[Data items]

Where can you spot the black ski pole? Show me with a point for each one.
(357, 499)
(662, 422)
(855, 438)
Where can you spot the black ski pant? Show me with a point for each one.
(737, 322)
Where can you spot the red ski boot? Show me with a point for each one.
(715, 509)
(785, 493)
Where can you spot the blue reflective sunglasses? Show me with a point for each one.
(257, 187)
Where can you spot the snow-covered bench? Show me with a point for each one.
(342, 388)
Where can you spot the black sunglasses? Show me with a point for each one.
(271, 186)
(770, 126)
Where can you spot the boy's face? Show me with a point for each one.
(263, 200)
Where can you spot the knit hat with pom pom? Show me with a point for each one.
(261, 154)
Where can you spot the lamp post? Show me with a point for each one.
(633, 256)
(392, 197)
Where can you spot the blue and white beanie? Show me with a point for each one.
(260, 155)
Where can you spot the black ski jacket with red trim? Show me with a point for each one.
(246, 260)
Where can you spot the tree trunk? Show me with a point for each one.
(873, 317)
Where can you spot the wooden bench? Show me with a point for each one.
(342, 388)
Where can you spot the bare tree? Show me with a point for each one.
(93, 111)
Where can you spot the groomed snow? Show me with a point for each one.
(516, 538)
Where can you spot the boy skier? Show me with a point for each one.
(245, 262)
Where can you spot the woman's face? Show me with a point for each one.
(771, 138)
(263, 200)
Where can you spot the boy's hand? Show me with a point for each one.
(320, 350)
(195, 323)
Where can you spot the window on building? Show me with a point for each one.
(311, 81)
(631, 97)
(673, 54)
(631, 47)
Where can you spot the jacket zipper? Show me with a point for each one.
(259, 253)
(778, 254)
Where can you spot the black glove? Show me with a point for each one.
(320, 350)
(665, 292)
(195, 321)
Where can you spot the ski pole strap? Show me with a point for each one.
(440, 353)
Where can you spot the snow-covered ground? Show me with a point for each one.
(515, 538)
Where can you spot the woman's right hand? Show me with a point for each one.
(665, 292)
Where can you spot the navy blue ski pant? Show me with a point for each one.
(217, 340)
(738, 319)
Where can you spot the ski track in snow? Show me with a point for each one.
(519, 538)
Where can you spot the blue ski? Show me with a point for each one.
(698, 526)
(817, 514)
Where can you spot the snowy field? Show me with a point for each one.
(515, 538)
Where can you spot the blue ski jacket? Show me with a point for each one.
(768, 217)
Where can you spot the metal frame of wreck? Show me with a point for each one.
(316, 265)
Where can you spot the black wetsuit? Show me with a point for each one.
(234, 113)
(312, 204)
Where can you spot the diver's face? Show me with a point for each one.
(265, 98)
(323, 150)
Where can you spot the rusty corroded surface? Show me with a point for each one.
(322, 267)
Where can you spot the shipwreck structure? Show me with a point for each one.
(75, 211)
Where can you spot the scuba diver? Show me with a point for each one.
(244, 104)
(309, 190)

Action item
What you need to do is retype all the entries exactly as written.

Exercise output
Where can you spot the black ski pole? Show me with a point for each one.
(357, 499)
(662, 422)
(855, 438)
Where can you spot the black ski pant? Show me with a point for each one.
(737, 322)
Where can you spot the red ski boot? Show me with a point for each one.
(715, 509)
(785, 493)
Where can you spot the blue reflective sunglasses? Show me with a point for each one.
(257, 187)
Where can you spot the snow-covered bench? Show me with a point for each one.
(342, 388)
Where can you spot the black sunglasses? Show me with a point for each one.
(271, 186)
(770, 126)
Where can you spot the boy's face? Show me with a point for each one.
(263, 200)
Where can you spot the knit hat with pom pom? Show me with a point for each one.
(261, 154)
Where can you spot the lamp post? Show me with a point for each one.
(633, 256)
(392, 197)
Where can you spot the blue and white beanie? Show me with a point for each one.
(260, 155)
Where can you spot the black ski jacket with red trim? Show me with a point for each one.
(246, 260)
Where can you spot the tree trunk? Show me with a point for each one.
(873, 317)
Where can you spot the wooden bench? Show me with a point for each one.
(342, 388)
Where can you spot the bare tree? Show me with a point for each one.
(93, 111)
Where can you spot the groomed snow? Show me with a point for each one.
(516, 538)
Where can you spot the boy skier? Show me with a point for each one.
(245, 262)
Where can you spot the woman's face? Show me with a point for each one.
(771, 138)
(263, 200)
Where can you spot the boy's hand? Show me with a point for each one.
(320, 350)
(195, 323)
Where can you spot the window on building? Show me with a point for each one.
(311, 81)
(631, 97)
(673, 54)
(631, 47)
Where can you spot the jacket zipper? Show me with a point for each one.
(259, 253)
(778, 254)
Where can you spot the black glove? Show me with a point for each one.
(320, 350)
(665, 292)
(195, 321)
Where can you spot the ski pole strap? Show me with a point for each one.
(440, 353)
Where can you spot the snow-covered ground? Show me with a point for each one.
(515, 538)
Where can you spot the woman's right hand? Show me with a point for each one.
(665, 292)
Where can you spot the navy blue ski pant? Show me with a point for each one.
(217, 340)
(738, 319)
Where can you spot the ski track in snow? Show me with a point for each one.
(519, 538)
Where can you spot the blue ski? Show me with a point for each one.
(698, 526)
(817, 514)
Where can you spot the snowy field? Show me with a point for each one.
(515, 538)
Where can you spot the blue ski jacket? Show me with a point for each one.
(768, 217)
Where can you spot the metal frame of wreck? Show me with a point for each one.
(316, 265)
Where can you spot the black wetsuit? Show me with a point for each one.
(234, 113)
(312, 204)
Where can you spot the diver's face? Show me with a point for each one.
(265, 98)
(323, 150)
Where can you spot the rusty corroded surface? Show me with a point for each one.
(322, 267)
Where can you spot the shipwreck structure? Show me with a point for each one.
(75, 211)
Where can you spot the scuba diver? Show me with a point for each one.
(244, 104)
(309, 190)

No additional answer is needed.